**GOAL**
Render each line of the rows below as a JSON list of strings, one string per line, leaving out any blank lines.

**DATASET**

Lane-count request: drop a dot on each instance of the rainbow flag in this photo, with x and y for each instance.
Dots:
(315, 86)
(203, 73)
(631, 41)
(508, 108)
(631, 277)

**RESULT FOR THIS EXERCISE**
[
  "Lane-count request: drop a dot on each instance of the rainbow flag in this photo, with x and y for each instance.",
  "Dots:",
  "(315, 86)",
  "(203, 73)",
  "(631, 41)",
  "(508, 108)",
  "(631, 277)"
]